4. "[Y]ou can't make anything that's simply fun and lo-fi these days, especially in 3-D: Everything has to be big and overloaded, and Green Lantern is no exception. Shot by Dion Beebe -- a gifted cinematographer -- the movie suffers from that familiar cataract-veil murkiness of 3-D. The whole thing looks as if it were shot through a lens coated with a thin layer of mud." -- Stephanie Zacharek, Movieline

3. "It's shocking how little $150 million buys you in Hollywood these days." -- Manohla Dargis, New York Times

2. "Peter Sarsgaard (born in 1971) and Tim Robbins (1958) collect paychecks for chewing scenery as an amusingly unlikely son and father. Robbins is a fatuous US senator who arranges for his son, a balding biology professor, to conduct an autopsy on the dead E.T. -- with truly unfortunate results for both of them. Fellow Oscar nominee Angela Bassett also avoids the unemployment line in some of these scenes." -- Lou Lumenick, New York Post

1. "As summer garbage goes, Green Lantern can't go fast enough. Even in the brainless world of cinematic comic books gone bad, it's as bad as it gets--a dumb, pointless, ugly, moronic and incomprehensible jumble of botched effects, technical blunders, and cluttered chaos. Oh yes. It is also -- did I forget to mention? -- boring. [...] The dialogue consists mostly of lectures about brain-eating bacteria, and the locations are identified as stuff like 'The Edge of the Milky Way Galaxy.' It took four writers who shall remain nameless to think up lines like 'We must harness the power of our enemies and fight fear with fear!' Or this favorite exchange: 'Why are you glowing?' 'Why is your skin green?' 'What in the hell is with that mask?' At the screening I attended, the critics were laughing so loud I missed a few bon mots, but you get the picture. The director is Martin Campbell, who doesn't." -- Rex Reed, New York Observer



Comments

  • metroville says:

    The Other Guy, the Girl & the Pizza Place are high-fiving.

  • Butterball Jackson says:

    If Rexie-Poo hates it this much that is a good sign in my book. Although I have not seen a reviewer that was more than lukewarm, and that is a bad sign.

  • Martini Shark says:

    On Conan Reynolds introduced a clip from the film, and the gag was they showed a scene of a campy attempt at the character from decades ago, before playing the actual scenes from the film. It was presented as a joke, but it may have been a deflection: "At least our film is not THAT bad!" Truth is afterwards I wanted to watch the first example.

● **TASK LIST**
• a. Decide whether each statement agrees with the review roundup, answering yes or no and quoting the words that settle it: (i) Green Lantern was shot by Dion Beebe; (ii) Tim Robbins plays a biology professor; (iii) Manohla Dargis is quoted from the New York Observer.
• b. Return the part of the review roundup from "The Other Guy, the" up to and including "the first example.", copied exactly.
The records are not needed for this work.

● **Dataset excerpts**
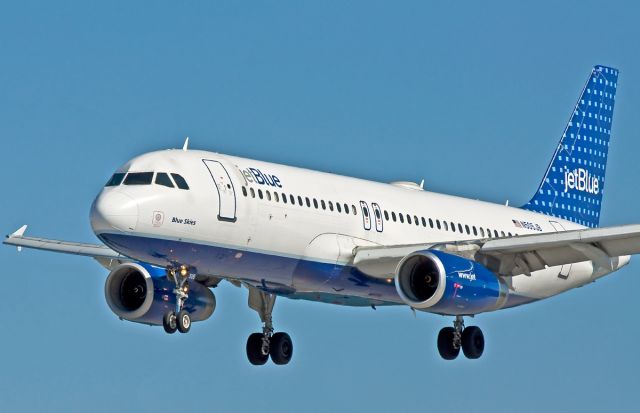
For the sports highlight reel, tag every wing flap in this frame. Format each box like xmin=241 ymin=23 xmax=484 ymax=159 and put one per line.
xmin=3 ymin=225 xmax=125 ymax=261
xmin=354 ymin=225 xmax=640 ymax=279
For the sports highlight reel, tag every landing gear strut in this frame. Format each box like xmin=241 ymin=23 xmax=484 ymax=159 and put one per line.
xmin=162 ymin=266 xmax=191 ymax=334
xmin=247 ymin=287 xmax=293 ymax=366
xmin=438 ymin=316 xmax=484 ymax=360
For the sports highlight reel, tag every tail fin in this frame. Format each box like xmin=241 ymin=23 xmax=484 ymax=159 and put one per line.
xmin=522 ymin=66 xmax=618 ymax=227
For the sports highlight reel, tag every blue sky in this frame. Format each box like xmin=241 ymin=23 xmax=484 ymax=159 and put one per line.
xmin=0 ymin=1 xmax=640 ymax=413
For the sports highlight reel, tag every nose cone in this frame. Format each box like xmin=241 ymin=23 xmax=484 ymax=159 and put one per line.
xmin=90 ymin=189 xmax=138 ymax=234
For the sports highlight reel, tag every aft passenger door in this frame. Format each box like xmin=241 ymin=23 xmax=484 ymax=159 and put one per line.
xmin=202 ymin=159 xmax=237 ymax=222
xmin=371 ymin=202 xmax=383 ymax=232
xmin=360 ymin=201 xmax=371 ymax=231
xmin=549 ymin=221 xmax=572 ymax=280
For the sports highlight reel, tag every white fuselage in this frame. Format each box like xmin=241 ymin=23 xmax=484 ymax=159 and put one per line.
xmin=92 ymin=150 xmax=624 ymax=305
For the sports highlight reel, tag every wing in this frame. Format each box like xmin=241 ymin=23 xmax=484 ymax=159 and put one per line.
xmin=3 ymin=225 xmax=132 ymax=269
xmin=353 ymin=225 xmax=640 ymax=278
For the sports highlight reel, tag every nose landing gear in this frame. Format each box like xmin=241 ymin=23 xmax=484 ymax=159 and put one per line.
xmin=162 ymin=266 xmax=191 ymax=334
xmin=438 ymin=316 xmax=484 ymax=360
xmin=247 ymin=286 xmax=293 ymax=366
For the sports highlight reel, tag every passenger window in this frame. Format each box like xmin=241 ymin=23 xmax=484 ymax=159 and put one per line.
xmin=171 ymin=174 xmax=189 ymax=189
xmin=105 ymin=172 xmax=126 ymax=186
xmin=124 ymin=172 xmax=153 ymax=185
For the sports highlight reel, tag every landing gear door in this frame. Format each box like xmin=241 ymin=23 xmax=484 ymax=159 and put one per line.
xmin=202 ymin=159 xmax=237 ymax=222
xmin=549 ymin=221 xmax=572 ymax=280
xmin=371 ymin=202 xmax=383 ymax=232
xmin=360 ymin=201 xmax=371 ymax=231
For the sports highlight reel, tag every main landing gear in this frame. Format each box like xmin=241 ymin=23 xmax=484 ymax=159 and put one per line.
xmin=438 ymin=316 xmax=484 ymax=360
xmin=247 ymin=287 xmax=293 ymax=366
xmin=162 ymin=266 xmax=191 ymax=334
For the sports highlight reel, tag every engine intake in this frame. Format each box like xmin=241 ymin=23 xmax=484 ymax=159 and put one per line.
xmin=395 ymin=250 xmax=509 ymax=315
xmin=104 ymin=263 xmax=216 ymax=325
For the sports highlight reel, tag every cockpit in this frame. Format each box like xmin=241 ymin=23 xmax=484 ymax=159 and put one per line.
xmin=105 ymin=172 xmax=189 ymax=190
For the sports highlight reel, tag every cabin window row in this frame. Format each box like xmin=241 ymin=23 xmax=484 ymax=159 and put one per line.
xmin=376 ymin=210 xmax=513 ymax=238
xmin=242 ymin=186 xmax=358 ymax=215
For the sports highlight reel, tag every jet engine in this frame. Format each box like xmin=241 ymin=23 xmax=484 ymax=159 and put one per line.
xmin=104 ymin=263 xmax=216 ymax=325
xmin=395 ymin=250 xmax=509 ymax=315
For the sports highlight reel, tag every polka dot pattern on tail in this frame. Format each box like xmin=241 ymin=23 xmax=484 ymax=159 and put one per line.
xmin=523 ymin=66 xmax=618 ymax=228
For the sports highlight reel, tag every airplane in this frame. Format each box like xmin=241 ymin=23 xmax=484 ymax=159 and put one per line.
xmin=4 ymin=66 xmax=640 ymax=365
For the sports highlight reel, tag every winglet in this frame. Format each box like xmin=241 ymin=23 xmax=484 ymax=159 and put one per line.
xmin=7 ymin=225 xmax=27 ymax=238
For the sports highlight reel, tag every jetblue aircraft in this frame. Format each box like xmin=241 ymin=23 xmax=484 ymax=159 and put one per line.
xmin=4 ymin=66 xmax=640 ymax=365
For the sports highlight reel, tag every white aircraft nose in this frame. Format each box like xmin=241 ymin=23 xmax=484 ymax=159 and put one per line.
xmin=90 ymin=189 xmax=138 ymax=234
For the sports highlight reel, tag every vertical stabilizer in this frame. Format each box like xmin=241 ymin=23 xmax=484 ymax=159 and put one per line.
xmin=522 ymin=66 xmax=618 ymax=227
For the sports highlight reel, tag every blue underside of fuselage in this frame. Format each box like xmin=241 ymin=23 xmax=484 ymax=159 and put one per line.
xmin=98 ymin=233 xmax=535 ymax=307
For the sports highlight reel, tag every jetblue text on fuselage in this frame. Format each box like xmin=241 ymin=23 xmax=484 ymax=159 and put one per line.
xmin=564 ymin=168 xmax=600 ymax=195
xmin=242 ymin=168 xmax=282 ymax=188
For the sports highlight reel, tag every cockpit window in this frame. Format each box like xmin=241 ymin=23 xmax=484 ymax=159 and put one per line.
xmin=105 ymin=172 xmax=125 ymax=186
xmin=124 ymin=172 xmax=153 ymax=185
xmin=171 ymin=174 xmax=189 ymax=189
xmin=156 ymin=172 xmax=173 ymax=188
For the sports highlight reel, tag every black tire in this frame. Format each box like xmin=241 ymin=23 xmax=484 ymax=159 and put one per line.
xmin=462 ymin=326 xmax=484 ymax=359
xmin=269 ymin=333 xmax=293 ymax=365
xmin=438 ymin=327 xmax=460 ymax=360
xmin=162 ymin=311 xmax=178 ymax=334
xmin=177 ymin=310 xmax=191 ymax=333
xmin=247 ymin=333 xmax=269 ymax=366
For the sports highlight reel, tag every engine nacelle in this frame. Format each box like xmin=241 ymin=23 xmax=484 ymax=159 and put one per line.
xmin=395 ymin=250 xmax=509 ymax=315
xmin=104 ymin=263 xmax=216 ymax=325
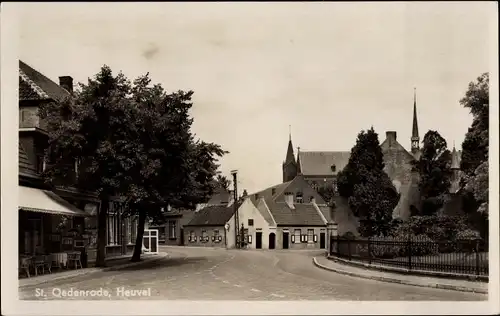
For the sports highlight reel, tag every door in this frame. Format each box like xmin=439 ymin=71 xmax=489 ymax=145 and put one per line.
xmin=269 ymin=233 xmax=276 ymax=249
xmin=319 ymin=233 xmax=326 ymax=249
xmin=142 ymin=229 xmax=159 ymax=253
xmin=255 ymin=232 xmax=262 ymax=249
xmin=283 ymin=232 xmax=290 ymax=249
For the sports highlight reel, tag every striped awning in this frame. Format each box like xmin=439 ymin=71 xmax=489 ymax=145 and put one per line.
xmin=18 ymin=186 xmax=90 ymax=216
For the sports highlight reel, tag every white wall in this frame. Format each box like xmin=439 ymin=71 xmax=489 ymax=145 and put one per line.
xmin=237 ymin=199 xmax=276 ymax=249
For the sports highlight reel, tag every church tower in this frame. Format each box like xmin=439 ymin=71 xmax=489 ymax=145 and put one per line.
xmin=282 ymin=126 xmax=297 ymax=182
xmin=411 ymin=88 xmax=420 ymax=155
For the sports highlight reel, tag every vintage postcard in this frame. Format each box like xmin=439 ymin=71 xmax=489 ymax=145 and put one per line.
xmin=1 ymin=1 xmax=500 ymax=315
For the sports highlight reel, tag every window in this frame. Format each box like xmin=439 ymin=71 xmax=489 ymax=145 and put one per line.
xmin=36 ymin=155 xmax=45 ymax=173
xmin=127 ymin=216 xmax=137 ymax=244
xmin=292 ymin=229 xmax=301 ymax=243
xmin=295 ymin=192 xmax=303 ymax=203
xmin=168 ymin=221 xmax=177 ymax=239
xmin=307 ymin=229 xmax=314 ymax=243
xmin=75 ymin=158 xmax=80 ymax=178
xmin=212 ymin=229 xmax=220 ymax=242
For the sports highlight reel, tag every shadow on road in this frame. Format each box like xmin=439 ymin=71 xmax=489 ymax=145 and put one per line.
xmin=104 ymin=257 xmax=208 ymax=272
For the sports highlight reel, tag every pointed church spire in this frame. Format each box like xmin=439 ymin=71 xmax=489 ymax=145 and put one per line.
xmin=285 ymin=125 xmax=295 ymax=164
xmin=411 ymin=88 xmax=420 ymax=153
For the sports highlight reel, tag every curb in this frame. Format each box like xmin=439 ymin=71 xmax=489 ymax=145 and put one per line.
xmin=326 ymin=255 xmax=489 ymax=283
xmin=313 ymin=257 xmax=488 ymax=294
xmin=19 ymin=253 xmax=168 ymax=289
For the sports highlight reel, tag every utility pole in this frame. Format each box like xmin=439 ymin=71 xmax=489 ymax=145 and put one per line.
xmin=231 ymin=170 xmax=241 ymax=248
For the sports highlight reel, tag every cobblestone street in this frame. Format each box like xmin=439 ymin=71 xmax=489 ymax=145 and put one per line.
xmin=19 ymin=247 xmax=487 ymax=301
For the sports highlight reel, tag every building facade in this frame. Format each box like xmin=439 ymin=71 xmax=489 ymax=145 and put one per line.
xmin=19 ymin=61 xmax=137 ymax=261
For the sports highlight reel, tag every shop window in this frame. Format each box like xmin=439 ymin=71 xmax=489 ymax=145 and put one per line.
xmin=168 ymin=221 xmax=177 ymax=239
xmin=295 ymin=192 xmax=304 ymax=203
xmin=307 ymin=229 xmax=314 ymax=243
xmin=292 ymin=229 xmax=300 ymax=243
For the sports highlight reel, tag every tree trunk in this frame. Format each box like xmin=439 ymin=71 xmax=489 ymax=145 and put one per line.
xmin=95 ymin=197 xmax=109 ymax=267
xmin=131 ymin=209 xmax=147 ymax=262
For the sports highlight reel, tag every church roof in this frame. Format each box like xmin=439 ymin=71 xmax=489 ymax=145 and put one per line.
xmin=18 ymin=142 xmax=37 ymax=176
xmin=451 ymin=147 xmax=462 ymax=169
xmin=297 ymin=151 xmax=351 ymax=176
xmin=184 ymin=202 xmax=241 ymax=226
xmin=19 ymin=60 xmax=70 ymax=101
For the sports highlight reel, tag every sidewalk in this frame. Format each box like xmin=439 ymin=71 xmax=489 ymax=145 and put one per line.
xmin=19 ymin=252 xmax=168 ymax=288
xmin=313 ymin=256 xmax=488 ymax=294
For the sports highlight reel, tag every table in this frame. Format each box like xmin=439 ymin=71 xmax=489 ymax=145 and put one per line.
xmin=51 ymin=252 xmax=68 ymax=267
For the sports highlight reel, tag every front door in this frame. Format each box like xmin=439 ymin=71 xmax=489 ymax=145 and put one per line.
xmin=283 ymin=232 xmax=290 ymax=249
xmin=269 ymin=233 xmax=276 ymax=249
xmin=319 ymin=233 xmax=326 ymax=249
xmin=255 ymin=232 xmax=262 ymax=249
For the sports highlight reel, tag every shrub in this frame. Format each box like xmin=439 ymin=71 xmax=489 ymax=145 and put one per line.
xmin=456 ymin=229 xmax=481 ymax=240
xmin=370 ymin=237 xmax=403 ymax=259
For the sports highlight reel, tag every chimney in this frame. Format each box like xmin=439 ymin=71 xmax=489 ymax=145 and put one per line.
xmin=227 ymin=190 xmax=234 ymax=207
xmin=285 ymin=192 xmax=295 ymax=210
xmin=59 ymin=76 xmax=73 ymax=93
xmin=385 ymin=131 xmax=396 ymax=146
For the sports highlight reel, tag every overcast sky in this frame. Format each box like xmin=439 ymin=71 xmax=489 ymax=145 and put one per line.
xmin=19 ymin=2 xmax=492 ymax=193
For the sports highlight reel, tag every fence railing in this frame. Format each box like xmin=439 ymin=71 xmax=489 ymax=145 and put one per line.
xmin=330 ymin=236 xmax=488 ymax=275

● **EXPECTED RESULTS**
• a.
(i) Yes: "Shot by Dion Beebe -- a gifted cinematographer"
(ii) No: "Robbins is a fatuous US senator"
(iii) No: "Manohla Dargis, New York Times"

• b.
The Other Guy, the Girl & the Pizza Place are high-fiving.

  • Butterball Jackson says:

    If Rexie-Poo hates it this much that is a good sign in my book. Although I have not seen a reviewer that was more than lukewarm, and that is a bad sign.

  • Martini Shark says:

    On Conan Reynolds introduced a clip from the film, and the gag was they showed a scene of a campy attempt at the character from decades ago, before playing the actual scenes from the film. It was presented as a joke, but it may have been a deflection: "At least our film is not THAT bad!" Truth is afterwards I wanted to watch the first example.